Recently winner of the Pizzuti Award as Best in Show at the Ohio Art League’s 2011 Spring Juried Exhibition, Malcolm Baroway did not begin showing professionally until 2001. Since then his oils have been placed in more than 100 collections (see Patronage) from coast to coast. One piece, And the Last Child Leaves, hangs in Ohio State University’s Longaberger Alumni House along with works by alumni George Bellows and Roy Lichtenstein.
As a youth, Malcolm was clearly talented as an artist (He was accepted to New York City’s pre-professional High School of Music and Art) but followed writing instead which led to a career in public relations and advertising. He began to paint again in the 1990s, and since the millennium has had seven solo shows in his hometown, Columbus, Ohio, including Ohio State’s Faculty Club Gallery, the Roy G Biv Gallery, and five at the prestigious Sharon Weiss Gallery. His work also is carried at Boulder’s SmithKlein Gallery, one of the premier art venues in Colorado, where he had his first solo show in January 2010. Malcolm tries to do one solo show at least every two years. In 2008, it was in Asheville, North Carolina’s Studio B. His work also has been featured on the international blog “All the Best by Ronda Carmen.” His major influences, he says, “are all the genres that appeared in Europe from the 1880s through the 1930s, particularly Post-Impressionism.”

Problems to work on:
a. From the artist biography, list every venue whose name includes the word "Gallery."
b. Answer these questions from the artist biography, one per line:
(i) In what year did Malcolm Baroway begin showing professionally?
(ii) Where did he hold his first solo show in January 2010?
(iii) How many of his solo shows took place at the Sharon Weiss Gallery?
c. Carry the artist biography forward from its last sentence, writing a few more sentences in the same style.
The items that follow are separate material and are not part of the artist biography.

Information supplied:
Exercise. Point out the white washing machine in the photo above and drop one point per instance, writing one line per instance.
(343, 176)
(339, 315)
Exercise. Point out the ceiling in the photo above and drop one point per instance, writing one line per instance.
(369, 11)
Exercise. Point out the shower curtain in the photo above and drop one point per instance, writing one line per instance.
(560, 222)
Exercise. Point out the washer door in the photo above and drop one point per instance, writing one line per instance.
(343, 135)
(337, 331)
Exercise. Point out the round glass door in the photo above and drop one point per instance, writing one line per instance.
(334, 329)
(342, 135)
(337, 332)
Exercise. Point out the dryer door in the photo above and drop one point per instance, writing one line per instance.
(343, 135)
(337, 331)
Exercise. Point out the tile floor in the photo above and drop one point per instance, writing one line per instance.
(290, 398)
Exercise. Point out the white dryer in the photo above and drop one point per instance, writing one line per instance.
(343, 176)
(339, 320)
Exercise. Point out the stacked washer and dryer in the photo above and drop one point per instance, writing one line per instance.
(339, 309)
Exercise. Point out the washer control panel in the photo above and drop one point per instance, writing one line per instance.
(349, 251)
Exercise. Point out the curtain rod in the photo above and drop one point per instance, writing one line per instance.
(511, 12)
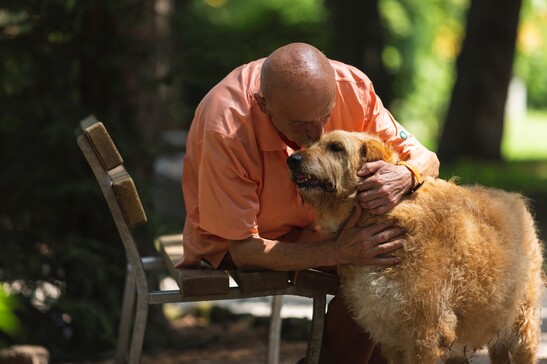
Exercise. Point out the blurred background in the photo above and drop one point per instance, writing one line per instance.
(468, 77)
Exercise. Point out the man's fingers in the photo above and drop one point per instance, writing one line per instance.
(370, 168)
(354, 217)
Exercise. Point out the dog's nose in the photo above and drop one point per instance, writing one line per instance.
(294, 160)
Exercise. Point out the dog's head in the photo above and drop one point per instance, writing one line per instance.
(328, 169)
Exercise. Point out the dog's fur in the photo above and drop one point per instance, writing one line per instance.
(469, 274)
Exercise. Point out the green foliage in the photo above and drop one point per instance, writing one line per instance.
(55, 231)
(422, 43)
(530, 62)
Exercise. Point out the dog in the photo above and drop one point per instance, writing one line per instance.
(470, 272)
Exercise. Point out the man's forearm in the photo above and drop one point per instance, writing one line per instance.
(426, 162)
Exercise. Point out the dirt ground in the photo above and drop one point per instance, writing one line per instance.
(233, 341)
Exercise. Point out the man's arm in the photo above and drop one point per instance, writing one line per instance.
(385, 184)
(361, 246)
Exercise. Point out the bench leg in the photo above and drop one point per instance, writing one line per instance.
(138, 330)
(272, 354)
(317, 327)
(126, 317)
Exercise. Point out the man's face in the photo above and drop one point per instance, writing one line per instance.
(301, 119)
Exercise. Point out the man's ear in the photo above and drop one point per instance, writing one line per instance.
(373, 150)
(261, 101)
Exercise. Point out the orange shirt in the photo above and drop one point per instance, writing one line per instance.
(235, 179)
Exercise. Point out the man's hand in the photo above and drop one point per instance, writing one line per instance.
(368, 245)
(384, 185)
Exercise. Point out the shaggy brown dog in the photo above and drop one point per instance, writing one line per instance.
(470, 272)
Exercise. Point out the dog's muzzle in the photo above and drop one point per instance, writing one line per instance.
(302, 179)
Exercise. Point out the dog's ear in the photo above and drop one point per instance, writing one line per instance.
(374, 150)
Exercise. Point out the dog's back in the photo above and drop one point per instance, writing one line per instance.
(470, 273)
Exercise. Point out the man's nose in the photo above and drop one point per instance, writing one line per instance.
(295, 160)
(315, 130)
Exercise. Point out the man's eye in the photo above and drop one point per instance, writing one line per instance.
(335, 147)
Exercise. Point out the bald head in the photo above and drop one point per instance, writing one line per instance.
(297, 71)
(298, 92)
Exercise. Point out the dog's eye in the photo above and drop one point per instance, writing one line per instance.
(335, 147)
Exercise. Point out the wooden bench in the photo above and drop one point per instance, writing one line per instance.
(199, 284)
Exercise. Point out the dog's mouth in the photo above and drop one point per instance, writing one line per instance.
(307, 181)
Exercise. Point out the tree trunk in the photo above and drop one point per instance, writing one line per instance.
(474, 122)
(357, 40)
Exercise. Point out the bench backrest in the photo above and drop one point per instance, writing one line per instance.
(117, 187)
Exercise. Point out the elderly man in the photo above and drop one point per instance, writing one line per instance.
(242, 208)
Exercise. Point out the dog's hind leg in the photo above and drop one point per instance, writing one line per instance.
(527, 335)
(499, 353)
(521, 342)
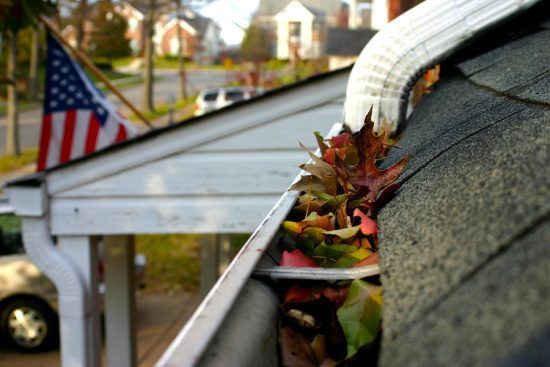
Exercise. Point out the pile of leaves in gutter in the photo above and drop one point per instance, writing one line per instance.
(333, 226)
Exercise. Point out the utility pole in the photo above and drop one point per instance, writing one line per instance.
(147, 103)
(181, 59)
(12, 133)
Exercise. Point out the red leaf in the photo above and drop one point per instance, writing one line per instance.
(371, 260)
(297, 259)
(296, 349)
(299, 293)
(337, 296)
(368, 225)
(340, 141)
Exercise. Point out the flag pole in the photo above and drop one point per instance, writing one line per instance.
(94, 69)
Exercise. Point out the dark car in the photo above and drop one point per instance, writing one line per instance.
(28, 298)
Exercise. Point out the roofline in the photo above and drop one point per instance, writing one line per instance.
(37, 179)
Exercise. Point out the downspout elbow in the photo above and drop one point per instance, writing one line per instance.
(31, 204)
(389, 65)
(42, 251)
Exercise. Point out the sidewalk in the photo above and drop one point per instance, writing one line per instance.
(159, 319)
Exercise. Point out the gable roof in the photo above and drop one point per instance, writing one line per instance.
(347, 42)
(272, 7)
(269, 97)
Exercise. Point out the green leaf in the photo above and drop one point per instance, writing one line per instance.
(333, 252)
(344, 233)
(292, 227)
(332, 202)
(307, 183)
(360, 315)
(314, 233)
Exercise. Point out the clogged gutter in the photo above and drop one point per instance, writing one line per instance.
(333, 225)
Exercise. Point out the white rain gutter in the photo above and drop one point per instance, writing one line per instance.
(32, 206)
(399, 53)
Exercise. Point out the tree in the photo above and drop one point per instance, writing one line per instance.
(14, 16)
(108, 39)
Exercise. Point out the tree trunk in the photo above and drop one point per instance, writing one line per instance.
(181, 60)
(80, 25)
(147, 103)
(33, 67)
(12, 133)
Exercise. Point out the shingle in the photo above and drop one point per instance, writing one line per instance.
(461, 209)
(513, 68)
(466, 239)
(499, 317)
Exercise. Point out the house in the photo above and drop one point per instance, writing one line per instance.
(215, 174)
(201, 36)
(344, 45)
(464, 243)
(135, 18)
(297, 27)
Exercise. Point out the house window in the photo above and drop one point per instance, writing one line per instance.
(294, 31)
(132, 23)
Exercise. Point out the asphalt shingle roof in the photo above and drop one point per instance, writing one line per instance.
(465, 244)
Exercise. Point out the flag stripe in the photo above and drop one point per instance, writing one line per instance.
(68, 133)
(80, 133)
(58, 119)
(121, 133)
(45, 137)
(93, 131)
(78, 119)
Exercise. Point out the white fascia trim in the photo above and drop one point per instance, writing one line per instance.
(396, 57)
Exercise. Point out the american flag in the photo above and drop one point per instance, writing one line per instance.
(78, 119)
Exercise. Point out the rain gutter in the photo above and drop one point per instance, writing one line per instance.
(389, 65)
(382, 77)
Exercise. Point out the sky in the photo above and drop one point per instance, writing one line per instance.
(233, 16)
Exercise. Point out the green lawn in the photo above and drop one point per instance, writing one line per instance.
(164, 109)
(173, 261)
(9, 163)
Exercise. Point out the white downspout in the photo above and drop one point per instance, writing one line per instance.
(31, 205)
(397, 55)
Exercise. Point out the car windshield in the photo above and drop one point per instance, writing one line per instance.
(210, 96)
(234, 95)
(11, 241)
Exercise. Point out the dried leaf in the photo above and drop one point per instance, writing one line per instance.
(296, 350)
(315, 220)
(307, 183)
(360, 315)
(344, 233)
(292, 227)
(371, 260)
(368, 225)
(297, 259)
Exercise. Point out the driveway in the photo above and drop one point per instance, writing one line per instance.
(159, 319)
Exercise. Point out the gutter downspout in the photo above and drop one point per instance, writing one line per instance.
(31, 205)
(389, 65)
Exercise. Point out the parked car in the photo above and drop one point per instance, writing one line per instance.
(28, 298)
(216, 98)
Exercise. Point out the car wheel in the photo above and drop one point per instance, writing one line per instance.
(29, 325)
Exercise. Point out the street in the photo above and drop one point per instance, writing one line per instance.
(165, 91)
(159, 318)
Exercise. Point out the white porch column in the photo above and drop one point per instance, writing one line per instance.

Responses for each task:
a.
Ohio State's Faculty Club Gallery
Roy G Biv Gallery
Sharon Weiss Gallery
SmithKlein Gallery

b.
(i) 2001
(ii) SmithKlein Gallery in Boulder, Colorado
(iii) Five

c.
Baroway has bachelor’s and master’s degrees from The Johns Hopkins University and studied art at Ohio Wesleyan University and the Columbus College of Art and Design. He is a native of Flushing, New York and is married to the former Dolores (Dee) Renfro of Newark, New Jersey. They reside at 421 Brookside Drive, Columbus, Ohio 43209. Between them, as a blended family, they have had nine children, nine grandchildren and one great-grandchild. Malcolm’s three children, Scott, Holly, and Tammy all live with their families in Denver , Colorado.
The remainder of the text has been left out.